PROMPT: Look through the material below. Return exactly the lines from the one with "Practice step: locate the bark" through the one with "Practice step: locate the yellow metal", both included.

DATA SHOWN:
======

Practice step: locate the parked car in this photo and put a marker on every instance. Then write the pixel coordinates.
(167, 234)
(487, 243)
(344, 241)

======

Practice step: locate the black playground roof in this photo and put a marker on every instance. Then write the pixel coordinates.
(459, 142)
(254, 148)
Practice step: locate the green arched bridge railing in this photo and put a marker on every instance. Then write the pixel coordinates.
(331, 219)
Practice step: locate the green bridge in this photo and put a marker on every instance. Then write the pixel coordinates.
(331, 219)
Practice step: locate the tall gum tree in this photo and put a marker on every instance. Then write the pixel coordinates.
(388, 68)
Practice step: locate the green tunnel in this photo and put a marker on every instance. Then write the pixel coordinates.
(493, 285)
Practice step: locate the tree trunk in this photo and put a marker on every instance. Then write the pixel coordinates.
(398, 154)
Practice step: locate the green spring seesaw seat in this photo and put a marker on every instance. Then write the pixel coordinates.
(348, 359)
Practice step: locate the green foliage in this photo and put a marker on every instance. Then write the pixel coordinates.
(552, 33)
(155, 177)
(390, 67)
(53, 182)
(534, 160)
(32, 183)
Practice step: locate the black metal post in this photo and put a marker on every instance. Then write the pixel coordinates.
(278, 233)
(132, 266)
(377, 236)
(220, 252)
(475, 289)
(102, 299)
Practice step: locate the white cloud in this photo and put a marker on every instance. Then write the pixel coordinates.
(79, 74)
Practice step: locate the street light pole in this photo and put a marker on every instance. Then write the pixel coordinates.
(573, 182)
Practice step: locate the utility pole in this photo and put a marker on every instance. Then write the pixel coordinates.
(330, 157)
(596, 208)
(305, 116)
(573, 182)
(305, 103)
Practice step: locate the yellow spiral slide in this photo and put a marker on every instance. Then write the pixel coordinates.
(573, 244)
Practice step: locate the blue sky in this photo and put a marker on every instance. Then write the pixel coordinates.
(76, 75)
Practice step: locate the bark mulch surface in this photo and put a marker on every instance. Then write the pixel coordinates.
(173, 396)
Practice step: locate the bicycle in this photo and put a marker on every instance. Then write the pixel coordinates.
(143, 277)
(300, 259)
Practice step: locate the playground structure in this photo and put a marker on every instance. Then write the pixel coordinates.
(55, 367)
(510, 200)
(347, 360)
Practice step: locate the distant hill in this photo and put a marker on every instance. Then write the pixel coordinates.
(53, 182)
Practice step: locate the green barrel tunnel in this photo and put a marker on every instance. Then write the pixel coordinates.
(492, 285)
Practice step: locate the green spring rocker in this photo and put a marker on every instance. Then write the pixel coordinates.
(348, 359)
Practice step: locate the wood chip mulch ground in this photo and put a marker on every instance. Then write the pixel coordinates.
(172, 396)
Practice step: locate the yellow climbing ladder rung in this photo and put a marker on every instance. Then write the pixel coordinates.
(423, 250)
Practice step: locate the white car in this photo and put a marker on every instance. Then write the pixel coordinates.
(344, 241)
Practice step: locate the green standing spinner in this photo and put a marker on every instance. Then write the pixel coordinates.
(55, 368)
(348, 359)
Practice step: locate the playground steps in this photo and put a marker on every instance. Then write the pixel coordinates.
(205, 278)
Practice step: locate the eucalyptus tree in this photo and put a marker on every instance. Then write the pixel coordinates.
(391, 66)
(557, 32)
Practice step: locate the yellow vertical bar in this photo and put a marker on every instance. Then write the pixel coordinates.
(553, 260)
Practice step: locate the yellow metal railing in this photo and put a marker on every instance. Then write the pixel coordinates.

======

TASK ANSWER:
Practice step: locate the bark mulch surface in this photo and put a marker on every instance. Then write the pixel coordinates.
(173, 396)
Practice step: locate the bicycle in this photo and put a marker on every instance. Then write the pixel coordinates.
(143, 277)
(300, 259)
Practice step: locate the playground structure in this photo and put a marker on every instance. Then write the pixel coordinates.
(55, 367)
(510, 200)
(347, 360)
Practice step: locate the distant hill in this photo and put a marker on every instance. Then write the pixel coordinates.
(53, 182)
Practice step: locate the green barrel tunnel in this photo and put a marker on every instance. Then write the pixel coordinates.
(492, 285)
Practice step: locate the green spring rocker in this photo and put a marker on every instance. Then write the pixel coordinates.
(348, 359)
Practice step: locate the wood chip mulch ground in this photo and put a marker on every instance. Then write the pixel coordinates.
(172, 396)
Practice step: locate the yellow climbing ladder rung in this photo and put a marker on every instance. Then write the pixel coordinates.
(423, 250)
Practice step: locate the white car in this photo and put a marker on every instance. Then write the pixel coordinates.
(344, 241)
Practice step: locate the green standing spinner in this photo and put a marker on every instance. Then write the pixel coordinates.
(55, 368)
(348, 359)
Practice step: locate the playground steps in this photo and put a marker on every instance. Then write the pixel coordinates.
(205, 278)
Practice step: locate the eucalyptus tree in this photo and put a marker on every instance. Then write the pixel coordinates.
(391, 66)
(557, 32)
Practice step: locate the yellow vertical bar in this photo and put a marker on every instance. Then write the pixel coordinates.
(553, 260)
Practice step: locate the yellow metal railing in this photo and put a marker on every instance. Then write the pixel coordinates.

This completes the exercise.